--- Provided material ---

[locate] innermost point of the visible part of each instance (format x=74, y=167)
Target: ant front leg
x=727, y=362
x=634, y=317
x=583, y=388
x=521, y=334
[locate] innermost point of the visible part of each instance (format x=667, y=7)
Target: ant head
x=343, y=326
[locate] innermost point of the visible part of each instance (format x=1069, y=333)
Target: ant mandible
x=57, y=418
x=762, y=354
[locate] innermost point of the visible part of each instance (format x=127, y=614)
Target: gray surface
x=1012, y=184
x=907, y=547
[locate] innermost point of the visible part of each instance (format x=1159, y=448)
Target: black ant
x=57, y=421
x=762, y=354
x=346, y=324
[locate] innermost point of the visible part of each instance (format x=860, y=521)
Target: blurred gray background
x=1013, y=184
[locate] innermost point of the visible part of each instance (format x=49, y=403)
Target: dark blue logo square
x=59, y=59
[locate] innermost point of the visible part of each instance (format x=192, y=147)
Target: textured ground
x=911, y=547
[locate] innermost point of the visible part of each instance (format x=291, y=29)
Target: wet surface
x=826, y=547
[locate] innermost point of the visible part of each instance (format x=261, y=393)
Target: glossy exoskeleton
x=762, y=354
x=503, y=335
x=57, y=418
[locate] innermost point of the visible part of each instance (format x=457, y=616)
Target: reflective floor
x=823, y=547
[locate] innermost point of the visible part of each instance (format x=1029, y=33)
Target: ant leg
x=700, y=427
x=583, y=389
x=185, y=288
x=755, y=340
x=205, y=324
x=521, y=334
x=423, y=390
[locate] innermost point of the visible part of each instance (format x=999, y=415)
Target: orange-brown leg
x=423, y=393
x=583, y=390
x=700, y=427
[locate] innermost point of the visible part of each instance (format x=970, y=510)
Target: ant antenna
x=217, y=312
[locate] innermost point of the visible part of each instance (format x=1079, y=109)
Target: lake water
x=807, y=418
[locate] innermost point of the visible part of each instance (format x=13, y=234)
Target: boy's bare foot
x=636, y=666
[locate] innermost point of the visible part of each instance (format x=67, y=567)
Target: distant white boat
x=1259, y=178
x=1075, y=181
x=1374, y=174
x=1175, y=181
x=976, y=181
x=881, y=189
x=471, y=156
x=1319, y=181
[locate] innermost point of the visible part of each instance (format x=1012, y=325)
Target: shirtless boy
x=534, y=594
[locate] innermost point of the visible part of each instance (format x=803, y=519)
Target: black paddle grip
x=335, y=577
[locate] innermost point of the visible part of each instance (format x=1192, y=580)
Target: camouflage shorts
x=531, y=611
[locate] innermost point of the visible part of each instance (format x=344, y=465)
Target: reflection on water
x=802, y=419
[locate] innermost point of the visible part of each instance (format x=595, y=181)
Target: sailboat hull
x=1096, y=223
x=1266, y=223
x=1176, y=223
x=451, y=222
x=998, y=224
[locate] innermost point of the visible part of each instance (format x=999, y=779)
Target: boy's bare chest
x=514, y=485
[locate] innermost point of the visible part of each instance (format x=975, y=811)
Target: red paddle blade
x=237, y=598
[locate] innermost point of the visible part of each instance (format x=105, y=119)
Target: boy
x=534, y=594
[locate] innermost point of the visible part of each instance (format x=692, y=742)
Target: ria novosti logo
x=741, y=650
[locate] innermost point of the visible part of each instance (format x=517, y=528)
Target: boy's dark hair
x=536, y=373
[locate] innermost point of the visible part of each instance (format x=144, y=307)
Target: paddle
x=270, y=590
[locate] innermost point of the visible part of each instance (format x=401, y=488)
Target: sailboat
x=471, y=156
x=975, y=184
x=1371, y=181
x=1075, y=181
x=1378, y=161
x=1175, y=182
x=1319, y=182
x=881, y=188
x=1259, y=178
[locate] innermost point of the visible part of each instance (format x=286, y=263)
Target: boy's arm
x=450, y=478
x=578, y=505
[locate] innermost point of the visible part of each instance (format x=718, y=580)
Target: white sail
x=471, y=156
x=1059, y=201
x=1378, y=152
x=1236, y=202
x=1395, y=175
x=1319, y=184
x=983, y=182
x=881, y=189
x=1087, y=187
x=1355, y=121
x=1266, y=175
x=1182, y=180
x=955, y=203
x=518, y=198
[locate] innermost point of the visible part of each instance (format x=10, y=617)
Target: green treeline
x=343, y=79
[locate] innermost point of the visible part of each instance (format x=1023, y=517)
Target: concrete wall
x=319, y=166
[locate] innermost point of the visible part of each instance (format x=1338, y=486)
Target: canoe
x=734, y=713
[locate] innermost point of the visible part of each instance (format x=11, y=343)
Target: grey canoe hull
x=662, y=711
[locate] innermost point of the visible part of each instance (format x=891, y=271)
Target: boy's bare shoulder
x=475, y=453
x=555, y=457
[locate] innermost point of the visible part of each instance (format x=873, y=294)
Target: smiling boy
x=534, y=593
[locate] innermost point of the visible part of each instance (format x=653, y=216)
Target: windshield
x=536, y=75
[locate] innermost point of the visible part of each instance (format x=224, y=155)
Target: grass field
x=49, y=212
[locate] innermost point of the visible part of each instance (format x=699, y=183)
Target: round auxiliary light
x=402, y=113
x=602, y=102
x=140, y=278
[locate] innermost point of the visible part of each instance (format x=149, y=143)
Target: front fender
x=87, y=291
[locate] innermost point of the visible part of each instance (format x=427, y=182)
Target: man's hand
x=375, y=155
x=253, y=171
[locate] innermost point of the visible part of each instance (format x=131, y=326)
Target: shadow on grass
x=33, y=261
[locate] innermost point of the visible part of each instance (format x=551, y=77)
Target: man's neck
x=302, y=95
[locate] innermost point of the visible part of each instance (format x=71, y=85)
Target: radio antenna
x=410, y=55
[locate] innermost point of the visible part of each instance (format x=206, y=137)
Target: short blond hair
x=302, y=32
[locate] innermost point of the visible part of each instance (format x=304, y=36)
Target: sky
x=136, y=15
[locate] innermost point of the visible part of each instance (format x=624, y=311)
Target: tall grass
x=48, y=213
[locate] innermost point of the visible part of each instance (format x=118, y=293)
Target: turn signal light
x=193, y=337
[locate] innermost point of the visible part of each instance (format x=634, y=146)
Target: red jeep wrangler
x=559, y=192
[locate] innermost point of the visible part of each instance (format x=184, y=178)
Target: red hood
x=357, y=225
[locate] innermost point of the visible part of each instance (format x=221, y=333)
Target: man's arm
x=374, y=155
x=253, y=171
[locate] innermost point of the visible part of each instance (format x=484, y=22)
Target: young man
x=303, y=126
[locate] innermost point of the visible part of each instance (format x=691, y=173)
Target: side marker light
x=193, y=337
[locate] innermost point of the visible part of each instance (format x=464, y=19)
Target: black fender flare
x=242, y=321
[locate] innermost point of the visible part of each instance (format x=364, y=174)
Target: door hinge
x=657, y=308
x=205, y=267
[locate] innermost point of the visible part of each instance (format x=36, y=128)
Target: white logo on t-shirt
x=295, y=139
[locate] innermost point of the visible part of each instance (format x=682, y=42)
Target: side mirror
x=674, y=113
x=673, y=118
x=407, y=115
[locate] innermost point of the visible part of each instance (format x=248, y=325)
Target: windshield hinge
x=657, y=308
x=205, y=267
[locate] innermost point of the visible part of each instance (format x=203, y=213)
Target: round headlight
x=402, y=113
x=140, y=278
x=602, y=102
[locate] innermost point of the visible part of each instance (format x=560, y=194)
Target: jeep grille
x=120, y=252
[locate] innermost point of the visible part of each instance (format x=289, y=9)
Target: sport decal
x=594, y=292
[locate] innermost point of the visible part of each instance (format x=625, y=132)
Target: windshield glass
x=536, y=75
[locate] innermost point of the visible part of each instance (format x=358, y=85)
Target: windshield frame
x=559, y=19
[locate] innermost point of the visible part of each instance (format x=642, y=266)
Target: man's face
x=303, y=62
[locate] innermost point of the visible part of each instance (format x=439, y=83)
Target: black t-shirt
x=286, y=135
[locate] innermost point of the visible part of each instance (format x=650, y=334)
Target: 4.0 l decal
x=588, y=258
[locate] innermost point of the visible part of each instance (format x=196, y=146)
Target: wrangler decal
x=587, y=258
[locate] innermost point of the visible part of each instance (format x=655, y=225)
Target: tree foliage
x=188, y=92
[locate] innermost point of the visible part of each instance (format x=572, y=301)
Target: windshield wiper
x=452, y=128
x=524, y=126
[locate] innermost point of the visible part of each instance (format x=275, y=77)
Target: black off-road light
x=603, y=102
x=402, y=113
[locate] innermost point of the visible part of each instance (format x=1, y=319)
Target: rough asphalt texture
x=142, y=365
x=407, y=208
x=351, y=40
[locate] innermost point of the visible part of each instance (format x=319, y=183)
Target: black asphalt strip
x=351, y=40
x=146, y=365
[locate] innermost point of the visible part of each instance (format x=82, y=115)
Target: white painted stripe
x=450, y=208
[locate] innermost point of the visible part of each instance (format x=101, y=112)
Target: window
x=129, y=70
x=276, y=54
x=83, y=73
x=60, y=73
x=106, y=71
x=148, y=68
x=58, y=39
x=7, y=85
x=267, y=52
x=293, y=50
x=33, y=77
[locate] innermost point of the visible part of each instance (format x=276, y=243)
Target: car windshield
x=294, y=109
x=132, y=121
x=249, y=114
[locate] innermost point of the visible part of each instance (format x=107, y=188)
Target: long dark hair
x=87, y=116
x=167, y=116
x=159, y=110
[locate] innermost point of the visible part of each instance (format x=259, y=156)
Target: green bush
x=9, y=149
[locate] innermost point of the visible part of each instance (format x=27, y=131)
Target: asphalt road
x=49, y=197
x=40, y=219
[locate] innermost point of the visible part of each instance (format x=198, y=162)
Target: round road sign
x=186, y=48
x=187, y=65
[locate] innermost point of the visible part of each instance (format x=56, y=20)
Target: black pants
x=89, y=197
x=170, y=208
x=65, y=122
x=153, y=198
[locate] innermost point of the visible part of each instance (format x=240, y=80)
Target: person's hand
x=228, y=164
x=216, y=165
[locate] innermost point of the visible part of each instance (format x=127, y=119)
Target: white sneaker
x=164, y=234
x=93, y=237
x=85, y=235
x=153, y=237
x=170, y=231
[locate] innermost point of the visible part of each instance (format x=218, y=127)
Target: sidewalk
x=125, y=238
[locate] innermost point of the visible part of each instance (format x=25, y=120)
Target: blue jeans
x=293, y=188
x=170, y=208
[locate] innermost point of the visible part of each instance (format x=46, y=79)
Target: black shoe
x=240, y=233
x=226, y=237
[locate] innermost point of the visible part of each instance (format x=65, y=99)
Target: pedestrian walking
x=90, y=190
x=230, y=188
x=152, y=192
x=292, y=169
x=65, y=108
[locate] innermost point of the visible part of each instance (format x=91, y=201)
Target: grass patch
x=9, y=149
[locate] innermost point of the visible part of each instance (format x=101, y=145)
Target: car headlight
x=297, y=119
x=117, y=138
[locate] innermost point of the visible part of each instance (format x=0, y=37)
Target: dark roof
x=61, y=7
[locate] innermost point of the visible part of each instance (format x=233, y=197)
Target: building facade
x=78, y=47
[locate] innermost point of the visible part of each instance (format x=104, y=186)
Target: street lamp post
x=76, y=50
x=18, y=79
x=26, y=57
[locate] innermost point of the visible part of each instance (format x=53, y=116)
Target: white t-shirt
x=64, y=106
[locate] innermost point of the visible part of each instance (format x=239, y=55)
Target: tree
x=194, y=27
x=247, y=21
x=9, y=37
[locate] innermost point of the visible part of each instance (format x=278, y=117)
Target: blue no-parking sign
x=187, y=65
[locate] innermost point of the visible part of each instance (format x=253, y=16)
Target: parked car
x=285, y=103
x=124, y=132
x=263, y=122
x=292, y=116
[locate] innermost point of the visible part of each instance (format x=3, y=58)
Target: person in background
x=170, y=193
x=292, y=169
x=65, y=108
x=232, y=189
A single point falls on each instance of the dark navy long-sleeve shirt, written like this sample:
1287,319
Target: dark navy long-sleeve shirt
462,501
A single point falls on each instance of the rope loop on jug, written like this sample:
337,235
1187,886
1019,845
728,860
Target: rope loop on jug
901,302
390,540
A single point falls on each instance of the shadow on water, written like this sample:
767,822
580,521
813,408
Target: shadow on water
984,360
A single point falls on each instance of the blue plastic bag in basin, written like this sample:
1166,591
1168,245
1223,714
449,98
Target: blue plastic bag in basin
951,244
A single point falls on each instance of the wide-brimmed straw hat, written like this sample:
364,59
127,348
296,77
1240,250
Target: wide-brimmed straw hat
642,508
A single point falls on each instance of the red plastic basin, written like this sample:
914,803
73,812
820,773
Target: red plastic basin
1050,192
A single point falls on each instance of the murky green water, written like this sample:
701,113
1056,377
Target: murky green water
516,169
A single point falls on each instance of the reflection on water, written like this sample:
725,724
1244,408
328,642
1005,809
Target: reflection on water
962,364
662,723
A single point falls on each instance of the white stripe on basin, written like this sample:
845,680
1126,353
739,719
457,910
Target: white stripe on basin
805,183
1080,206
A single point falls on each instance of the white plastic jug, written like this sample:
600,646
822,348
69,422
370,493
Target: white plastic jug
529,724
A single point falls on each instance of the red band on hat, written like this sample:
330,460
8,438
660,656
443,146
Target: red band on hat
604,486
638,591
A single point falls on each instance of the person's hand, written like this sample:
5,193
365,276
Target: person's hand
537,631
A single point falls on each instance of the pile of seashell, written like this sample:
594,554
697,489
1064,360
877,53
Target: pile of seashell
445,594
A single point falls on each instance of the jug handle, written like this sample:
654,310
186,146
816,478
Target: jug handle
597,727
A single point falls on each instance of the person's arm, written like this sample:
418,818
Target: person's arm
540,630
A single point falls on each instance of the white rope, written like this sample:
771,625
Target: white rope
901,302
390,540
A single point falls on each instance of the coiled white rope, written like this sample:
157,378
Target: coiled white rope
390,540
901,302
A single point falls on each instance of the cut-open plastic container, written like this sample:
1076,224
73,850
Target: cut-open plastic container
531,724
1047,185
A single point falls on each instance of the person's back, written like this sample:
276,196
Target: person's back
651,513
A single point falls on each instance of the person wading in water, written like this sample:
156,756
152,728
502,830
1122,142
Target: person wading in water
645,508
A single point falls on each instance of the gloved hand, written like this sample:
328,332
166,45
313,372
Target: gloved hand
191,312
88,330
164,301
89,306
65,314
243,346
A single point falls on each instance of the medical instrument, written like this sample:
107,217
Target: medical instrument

---

_Written problem_
Print from the line containing "A single point falls on each instance of the jug" to the last line above, exactly as written.

_Exercise answer_
A single point falls on each instance of the jug handle, written like this sample:
654,310
186,146
816,478
Target: jug handle
597,727
A single point falls on each instance of the person's arm, written like this sample:
418,818
Target: person's arm
540,630
A single point falls on each instance of the white rope, written like this sample:
771,625
Target: white rope
901,302
390,540
A single point falls on each instance of the coiled white rope, written like this sample:
157,378
Target: coiled white rope
390,540
901,302
A single point falls on each instance of the cut-open plastic container, written like this sample:
1076,224
73,850
Target: cut-open plastic container
531,724
1047,185
A single point falls on each instance of the person's back, written like this sample:
276,196
Target: person's back
651,513
A single point falls on each instance of the person wading in water, written like this sample:
156,756
152,728
502,830
1122,142
Target: person wading in water
645,508
A single point falls on each instance of the gloved hand, written like this sample:
328,332
166,45
313,372
Target: gloved hand
191,312
88,330
164,301
89,306
65,314
243,346
A single point falls on each instance of the medical instrument, written like this sample:
107,217
Target: medical instrument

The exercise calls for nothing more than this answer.